**** Provided data
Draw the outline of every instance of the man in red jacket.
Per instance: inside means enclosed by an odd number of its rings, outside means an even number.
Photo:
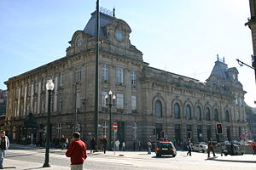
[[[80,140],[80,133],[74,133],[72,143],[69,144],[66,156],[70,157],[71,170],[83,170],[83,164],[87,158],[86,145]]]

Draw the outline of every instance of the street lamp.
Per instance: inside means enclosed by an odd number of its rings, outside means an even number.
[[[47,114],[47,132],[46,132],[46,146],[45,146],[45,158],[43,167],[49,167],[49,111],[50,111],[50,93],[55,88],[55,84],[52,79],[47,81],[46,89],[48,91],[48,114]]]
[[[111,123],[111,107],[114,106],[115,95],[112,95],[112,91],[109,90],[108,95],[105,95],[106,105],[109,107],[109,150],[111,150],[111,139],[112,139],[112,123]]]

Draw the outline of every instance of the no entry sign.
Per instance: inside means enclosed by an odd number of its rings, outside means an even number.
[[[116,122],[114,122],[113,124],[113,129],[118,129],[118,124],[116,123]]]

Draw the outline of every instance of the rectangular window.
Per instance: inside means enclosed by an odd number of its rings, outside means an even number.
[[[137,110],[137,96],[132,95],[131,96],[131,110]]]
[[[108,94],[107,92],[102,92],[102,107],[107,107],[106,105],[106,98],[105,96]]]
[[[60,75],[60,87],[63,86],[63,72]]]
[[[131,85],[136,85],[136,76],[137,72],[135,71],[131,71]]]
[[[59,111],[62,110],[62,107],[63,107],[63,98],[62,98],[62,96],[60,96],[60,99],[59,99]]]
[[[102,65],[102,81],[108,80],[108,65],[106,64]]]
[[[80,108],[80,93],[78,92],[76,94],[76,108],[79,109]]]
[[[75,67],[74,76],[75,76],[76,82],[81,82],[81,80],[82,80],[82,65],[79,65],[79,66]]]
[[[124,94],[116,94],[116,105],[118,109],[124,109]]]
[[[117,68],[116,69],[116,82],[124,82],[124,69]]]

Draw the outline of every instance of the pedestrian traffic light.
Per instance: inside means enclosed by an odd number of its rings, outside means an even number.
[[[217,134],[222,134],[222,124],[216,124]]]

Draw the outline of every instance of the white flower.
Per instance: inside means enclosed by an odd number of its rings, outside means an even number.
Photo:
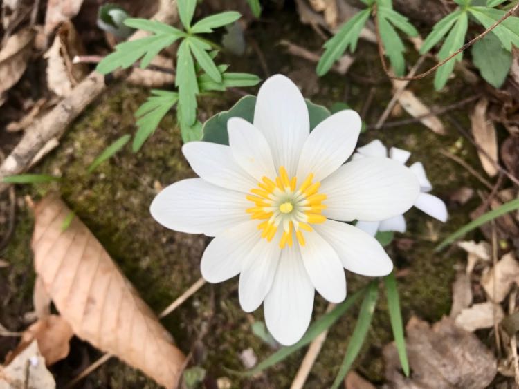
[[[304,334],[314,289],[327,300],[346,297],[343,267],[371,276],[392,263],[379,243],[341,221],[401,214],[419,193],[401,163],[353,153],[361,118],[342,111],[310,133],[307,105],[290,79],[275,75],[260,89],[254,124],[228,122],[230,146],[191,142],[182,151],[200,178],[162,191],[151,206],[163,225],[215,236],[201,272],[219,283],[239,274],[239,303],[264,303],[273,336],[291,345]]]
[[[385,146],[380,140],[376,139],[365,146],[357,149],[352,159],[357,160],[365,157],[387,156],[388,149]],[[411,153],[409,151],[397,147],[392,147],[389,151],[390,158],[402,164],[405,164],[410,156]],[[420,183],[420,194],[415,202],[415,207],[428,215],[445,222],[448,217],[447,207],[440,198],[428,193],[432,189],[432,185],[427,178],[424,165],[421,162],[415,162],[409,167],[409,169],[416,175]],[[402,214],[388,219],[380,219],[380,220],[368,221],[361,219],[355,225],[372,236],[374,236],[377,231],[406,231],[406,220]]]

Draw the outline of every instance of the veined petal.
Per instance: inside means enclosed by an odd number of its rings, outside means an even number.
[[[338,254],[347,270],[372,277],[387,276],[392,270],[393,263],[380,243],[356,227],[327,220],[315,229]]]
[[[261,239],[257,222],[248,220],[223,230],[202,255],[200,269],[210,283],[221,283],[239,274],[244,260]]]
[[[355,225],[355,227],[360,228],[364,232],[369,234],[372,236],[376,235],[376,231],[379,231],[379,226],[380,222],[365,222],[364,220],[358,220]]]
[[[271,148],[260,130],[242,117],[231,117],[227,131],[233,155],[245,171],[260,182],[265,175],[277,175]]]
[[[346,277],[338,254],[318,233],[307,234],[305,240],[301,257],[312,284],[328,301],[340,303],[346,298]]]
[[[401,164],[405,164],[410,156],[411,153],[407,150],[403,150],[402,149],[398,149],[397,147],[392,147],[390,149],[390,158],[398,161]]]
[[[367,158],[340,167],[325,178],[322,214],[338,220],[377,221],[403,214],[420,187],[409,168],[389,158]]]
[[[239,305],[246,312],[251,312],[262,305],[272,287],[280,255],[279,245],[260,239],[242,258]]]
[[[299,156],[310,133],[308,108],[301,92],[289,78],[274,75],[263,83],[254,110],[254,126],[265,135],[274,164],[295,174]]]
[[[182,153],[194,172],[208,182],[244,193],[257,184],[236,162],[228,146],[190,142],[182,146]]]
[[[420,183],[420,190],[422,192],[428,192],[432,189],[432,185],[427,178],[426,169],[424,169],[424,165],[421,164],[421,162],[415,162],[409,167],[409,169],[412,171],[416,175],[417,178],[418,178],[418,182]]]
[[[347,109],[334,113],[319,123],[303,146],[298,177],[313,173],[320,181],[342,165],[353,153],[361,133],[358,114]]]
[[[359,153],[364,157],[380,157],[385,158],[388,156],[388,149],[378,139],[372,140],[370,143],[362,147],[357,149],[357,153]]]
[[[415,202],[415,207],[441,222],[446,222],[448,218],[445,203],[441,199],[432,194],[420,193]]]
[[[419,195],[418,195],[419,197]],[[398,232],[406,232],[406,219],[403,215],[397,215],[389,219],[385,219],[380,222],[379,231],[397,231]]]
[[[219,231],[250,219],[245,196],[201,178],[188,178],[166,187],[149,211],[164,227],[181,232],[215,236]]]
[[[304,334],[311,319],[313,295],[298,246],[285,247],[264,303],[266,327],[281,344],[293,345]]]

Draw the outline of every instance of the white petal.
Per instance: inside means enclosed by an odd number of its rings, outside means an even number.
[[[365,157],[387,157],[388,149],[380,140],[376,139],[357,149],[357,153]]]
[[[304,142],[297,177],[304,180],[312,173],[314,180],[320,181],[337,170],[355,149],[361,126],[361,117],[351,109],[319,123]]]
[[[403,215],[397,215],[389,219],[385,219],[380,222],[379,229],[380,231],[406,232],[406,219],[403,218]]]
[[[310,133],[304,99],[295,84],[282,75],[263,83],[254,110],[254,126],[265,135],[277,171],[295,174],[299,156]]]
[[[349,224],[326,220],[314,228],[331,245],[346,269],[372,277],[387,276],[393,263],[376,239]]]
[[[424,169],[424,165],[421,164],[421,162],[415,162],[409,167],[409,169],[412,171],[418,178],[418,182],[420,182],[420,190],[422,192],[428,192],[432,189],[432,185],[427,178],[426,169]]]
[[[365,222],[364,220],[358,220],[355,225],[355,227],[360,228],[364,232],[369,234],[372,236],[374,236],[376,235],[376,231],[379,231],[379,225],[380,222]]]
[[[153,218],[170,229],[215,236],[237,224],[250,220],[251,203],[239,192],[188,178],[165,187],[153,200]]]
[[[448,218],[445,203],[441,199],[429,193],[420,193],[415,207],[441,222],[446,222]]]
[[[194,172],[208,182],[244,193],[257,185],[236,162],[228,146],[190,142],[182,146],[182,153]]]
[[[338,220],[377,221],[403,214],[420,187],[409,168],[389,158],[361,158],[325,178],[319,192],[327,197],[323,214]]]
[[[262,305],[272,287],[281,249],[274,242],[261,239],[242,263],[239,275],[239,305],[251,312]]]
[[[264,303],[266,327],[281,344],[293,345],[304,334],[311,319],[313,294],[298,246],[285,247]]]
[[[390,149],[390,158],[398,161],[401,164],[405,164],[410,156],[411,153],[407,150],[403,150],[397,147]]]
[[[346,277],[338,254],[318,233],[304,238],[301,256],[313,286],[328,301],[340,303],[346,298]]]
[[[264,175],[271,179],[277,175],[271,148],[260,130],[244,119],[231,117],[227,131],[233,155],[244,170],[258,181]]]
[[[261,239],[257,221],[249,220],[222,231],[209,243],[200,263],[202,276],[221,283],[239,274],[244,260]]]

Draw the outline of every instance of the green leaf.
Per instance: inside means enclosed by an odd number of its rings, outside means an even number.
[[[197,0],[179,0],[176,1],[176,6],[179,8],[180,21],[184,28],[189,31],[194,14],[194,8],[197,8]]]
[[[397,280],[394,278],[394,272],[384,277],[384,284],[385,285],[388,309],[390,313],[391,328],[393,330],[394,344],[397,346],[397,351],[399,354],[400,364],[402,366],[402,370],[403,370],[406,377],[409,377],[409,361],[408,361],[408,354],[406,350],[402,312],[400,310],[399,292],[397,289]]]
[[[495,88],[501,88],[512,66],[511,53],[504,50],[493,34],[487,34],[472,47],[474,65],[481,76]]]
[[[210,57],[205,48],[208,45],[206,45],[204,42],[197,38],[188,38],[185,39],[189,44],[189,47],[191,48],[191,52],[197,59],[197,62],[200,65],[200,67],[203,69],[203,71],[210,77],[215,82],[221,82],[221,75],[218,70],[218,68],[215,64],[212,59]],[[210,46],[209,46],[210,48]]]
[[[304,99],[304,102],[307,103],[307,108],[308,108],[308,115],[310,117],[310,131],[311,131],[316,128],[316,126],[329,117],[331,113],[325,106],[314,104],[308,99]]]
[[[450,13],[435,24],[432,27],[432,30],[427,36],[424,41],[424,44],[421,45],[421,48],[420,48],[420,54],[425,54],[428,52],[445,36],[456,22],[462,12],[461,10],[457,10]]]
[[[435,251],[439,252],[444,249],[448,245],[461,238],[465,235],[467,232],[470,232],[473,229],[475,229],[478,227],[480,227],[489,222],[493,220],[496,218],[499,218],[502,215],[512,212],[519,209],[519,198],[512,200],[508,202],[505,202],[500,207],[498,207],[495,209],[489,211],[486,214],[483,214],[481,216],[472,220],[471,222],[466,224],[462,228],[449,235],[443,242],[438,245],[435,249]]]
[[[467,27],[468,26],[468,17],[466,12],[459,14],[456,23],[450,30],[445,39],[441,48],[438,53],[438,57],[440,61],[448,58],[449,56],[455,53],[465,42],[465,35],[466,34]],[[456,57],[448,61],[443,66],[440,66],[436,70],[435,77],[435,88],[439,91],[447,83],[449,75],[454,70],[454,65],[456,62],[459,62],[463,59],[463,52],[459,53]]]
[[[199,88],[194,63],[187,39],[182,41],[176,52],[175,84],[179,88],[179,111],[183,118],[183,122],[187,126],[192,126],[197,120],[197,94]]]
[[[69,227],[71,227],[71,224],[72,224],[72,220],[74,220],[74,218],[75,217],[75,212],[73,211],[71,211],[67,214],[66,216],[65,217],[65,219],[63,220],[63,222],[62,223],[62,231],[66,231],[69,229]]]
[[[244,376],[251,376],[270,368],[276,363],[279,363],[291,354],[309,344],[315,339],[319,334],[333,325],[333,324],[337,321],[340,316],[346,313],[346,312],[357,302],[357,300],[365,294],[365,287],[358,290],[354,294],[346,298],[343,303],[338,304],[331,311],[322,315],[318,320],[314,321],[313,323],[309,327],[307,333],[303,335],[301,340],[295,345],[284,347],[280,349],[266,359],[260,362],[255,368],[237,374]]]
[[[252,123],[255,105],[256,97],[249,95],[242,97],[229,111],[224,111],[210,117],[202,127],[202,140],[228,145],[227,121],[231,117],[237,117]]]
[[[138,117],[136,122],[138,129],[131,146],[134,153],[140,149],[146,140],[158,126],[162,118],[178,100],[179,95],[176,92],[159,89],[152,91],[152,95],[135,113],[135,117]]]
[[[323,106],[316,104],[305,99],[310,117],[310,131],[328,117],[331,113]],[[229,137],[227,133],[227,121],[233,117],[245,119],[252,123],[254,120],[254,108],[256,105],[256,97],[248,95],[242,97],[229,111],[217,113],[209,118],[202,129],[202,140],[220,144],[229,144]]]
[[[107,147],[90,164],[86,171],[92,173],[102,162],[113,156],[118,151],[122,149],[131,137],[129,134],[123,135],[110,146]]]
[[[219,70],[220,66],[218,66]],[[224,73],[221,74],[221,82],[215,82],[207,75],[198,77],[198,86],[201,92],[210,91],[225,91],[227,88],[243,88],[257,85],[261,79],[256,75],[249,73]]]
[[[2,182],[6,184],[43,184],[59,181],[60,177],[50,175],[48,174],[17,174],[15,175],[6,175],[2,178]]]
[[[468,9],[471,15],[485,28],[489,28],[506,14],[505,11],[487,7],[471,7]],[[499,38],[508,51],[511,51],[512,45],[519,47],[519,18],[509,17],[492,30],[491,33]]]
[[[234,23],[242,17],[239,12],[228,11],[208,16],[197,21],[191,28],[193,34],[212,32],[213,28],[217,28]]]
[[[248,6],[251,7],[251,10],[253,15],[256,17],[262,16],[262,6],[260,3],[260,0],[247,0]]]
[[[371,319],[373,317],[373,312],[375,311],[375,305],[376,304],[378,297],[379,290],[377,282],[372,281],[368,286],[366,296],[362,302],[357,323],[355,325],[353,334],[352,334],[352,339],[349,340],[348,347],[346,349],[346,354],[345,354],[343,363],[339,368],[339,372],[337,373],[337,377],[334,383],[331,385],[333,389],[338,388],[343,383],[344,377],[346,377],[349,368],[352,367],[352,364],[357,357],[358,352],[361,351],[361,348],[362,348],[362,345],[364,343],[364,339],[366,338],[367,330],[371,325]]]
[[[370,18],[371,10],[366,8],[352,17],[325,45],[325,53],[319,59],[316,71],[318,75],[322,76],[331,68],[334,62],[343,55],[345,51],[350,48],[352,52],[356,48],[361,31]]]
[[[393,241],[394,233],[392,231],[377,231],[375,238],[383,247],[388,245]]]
********
## Brief
Count the lines in the rows above that contain the string "petal", and reply with only that number.

## Solution for this task
2